Problem statement –
The entire listing below must be written out word for word.

*** Excerpted data

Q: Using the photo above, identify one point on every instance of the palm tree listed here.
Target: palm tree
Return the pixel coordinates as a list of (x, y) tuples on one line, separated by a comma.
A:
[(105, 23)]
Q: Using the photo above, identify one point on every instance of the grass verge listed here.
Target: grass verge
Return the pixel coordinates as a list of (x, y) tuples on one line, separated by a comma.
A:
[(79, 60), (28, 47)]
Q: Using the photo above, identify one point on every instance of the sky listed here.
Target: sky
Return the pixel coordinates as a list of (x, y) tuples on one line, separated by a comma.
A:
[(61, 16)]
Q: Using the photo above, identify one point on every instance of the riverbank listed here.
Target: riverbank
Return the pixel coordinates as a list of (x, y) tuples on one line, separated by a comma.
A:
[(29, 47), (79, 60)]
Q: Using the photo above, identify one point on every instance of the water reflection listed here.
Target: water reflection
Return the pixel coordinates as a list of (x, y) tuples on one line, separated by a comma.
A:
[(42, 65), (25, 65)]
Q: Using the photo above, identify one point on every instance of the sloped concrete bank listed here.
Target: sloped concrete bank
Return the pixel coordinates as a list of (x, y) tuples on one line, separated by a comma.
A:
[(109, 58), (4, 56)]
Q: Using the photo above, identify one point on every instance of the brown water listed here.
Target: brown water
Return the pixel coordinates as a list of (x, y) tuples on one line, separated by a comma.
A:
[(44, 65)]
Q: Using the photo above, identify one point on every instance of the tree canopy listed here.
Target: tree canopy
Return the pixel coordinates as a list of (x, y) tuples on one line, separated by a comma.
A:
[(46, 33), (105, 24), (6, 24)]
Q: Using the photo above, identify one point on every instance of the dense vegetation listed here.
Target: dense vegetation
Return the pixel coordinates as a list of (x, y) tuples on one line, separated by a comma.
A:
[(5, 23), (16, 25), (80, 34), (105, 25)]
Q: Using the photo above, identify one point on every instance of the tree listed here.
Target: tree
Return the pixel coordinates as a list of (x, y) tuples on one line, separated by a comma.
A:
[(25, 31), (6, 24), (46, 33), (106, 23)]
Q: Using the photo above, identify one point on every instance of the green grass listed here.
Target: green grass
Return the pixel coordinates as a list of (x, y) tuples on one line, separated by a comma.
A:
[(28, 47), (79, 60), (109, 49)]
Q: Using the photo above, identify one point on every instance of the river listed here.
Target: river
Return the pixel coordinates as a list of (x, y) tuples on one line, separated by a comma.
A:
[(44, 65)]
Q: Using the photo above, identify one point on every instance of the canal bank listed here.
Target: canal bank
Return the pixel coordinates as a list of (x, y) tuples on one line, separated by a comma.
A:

******

Exercise result –
Q: Using the photo above, identify one point on every instance of the palm tree listed here.
Target: palm tree
Return the pixel coordinates as a list of (x, y) tuples on one line, separated by a comma.
A:
[(105, 23)]
Q: Using the photo above, identify one point on every instance of the grass verge listed here.
Target: grass verge
Return the pixel coordinates as a list of (x, y) tuples on one line, separated by a comma.
A:
[(79, 60), (28, 47)]
Q: Using the photo above, identify one point on every instance of the sky listed here.
Target: sky
Return the pixel coordinates as a list of (x, y) tuples on one line, separated by a comma.
A:
[(61, 16)]
Q: Using the photo above, identify one point on every instance of the riverbank listed here.
Target: riverbank
Return the pixel coordinates as a list of (x, y) tuples on one line, separated by a comma.
A:
[(29, 47), (79, 60)]
Q: Using the photo above, identify one point on every instance of the water reflection listed here.
Target: water reflection
Return the pixel coordinates as a list of (x, y) tuples on one line, separated by a comma.
A:
[(42, 65), (25, 65)]
Q: Using the photo above, identify one point on every instance of the sloped concrete bank listed here.
Target: sloped concrete bank
Return the pixel coordinates as a list of (x, y) tuples on one line, separated by a comma.
A:
[(109, 58), (4, 56)]
Q: Using the photo above, identify one point on every instance of the brown water listed here.
Target: brown water
Return the pixel coordinates as a list of (x, y) tuples on one line, separated by a comma.
A:
[(44, 65)]
Q: Using the photo above, identify one point on every instance of the tree canopy listed here.
Target: tree canopy
Return the pixel coordinates as a list of (x, y) tuples on one line, separated by a comma.
A:
[(46, 33), (105, 24), (6, 24)]
Q: Using the photo above, identify one point on every instance of the dense vegetation listed here.
Target: dense vegetation
Return the pixel coordinates as a list of (x, y) tuples on one line, separated by a comma.
A:
[(5, 23), (16, 25), (80, 34), (105, 25)]
Q: Using the photo above, identify one point on every instance of the tree listed here.
Target: tree
Return the pixel coordinates as a list of (x, y) tuples on one line, separated by a comma.
A:
[(25, 31), (6, 24), (46, 33), (106, 23)]
Q: Using the photo above, identify one point on every instance of the green grass listed here.
Target: green grass
Return the pixel coordinates as a list of (x, y) tuples on one line, separated by a comma.
A:
[(28, 47), (79, 60), (109, 49)]
Q: Using the photo above, identify one point on every instance of the river listed here.
Target: river
Return the pixel coordinates as a list of (x, y) tuples on one line, separated by a comma.
A:
[(44, 65)]
Q: Using the photo above, identify one point on every instance of the canal bank listed here.
Target: canal bank
Return the pixel coordinates as a list of (x, y) tuples on one line, separated by a comma.
A:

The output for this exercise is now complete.